Task instructions
From the line with "find the sky; drop one marker per instance" to the final line of the records, reproduce every line exactly and only those lines.
[START OF Excerpted data]
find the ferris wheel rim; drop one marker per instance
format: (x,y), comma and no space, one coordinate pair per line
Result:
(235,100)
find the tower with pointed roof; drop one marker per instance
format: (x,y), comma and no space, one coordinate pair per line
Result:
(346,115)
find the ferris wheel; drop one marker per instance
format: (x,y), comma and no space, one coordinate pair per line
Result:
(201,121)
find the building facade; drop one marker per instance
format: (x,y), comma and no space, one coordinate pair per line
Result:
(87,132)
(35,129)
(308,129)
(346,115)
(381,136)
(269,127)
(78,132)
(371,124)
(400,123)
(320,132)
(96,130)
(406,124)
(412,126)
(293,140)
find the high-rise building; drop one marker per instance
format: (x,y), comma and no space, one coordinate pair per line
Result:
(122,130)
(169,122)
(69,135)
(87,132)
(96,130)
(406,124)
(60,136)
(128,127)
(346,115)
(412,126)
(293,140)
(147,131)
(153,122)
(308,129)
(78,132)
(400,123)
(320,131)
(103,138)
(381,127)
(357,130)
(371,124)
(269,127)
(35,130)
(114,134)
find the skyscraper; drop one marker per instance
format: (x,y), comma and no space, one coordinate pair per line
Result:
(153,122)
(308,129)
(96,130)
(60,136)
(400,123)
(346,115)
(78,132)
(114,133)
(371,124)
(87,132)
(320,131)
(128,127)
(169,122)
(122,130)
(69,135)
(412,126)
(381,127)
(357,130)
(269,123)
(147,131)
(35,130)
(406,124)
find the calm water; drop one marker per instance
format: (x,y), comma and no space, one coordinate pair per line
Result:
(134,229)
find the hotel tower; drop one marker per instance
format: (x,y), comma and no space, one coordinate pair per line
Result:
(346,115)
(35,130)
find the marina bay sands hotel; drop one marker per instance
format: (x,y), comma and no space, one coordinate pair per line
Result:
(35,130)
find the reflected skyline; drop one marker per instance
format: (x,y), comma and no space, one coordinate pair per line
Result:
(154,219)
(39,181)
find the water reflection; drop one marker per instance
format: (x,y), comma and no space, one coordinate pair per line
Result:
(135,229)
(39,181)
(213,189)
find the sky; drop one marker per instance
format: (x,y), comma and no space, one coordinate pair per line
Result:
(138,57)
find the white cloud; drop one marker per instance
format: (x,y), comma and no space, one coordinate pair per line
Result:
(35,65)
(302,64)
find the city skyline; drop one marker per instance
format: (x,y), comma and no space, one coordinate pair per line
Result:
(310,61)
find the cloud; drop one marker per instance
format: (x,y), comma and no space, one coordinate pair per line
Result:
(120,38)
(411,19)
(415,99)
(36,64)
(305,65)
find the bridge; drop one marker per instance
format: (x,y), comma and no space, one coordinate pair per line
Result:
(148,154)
[END OF Excerpted data]
Exercise response
find the sky; drop one marker per instance
format: (x,y), comma and no space, one coordinate pair per line
Result:
(138,57)
find the white cloud; drop one marker per instance
format: (x,y), comma and no space, one coordinate pair per line
Result:
(35,65)
(302,64)
find the city skyline; drop one marker per instance
format: (x,y), comma and no space, one coordinate pair per line
Result:
(310,61)
find the cloud; drop one marker per instance
format: (x,y), comma and no space, one coordinate pair per line
Result:
(120,38)
(411,19)
(415,99)
(36,64)
(305,65)
find the bridge; drop one marker per instance
format: (x,y), comma and no space, one coordinate pair per line
Result:
(148,154)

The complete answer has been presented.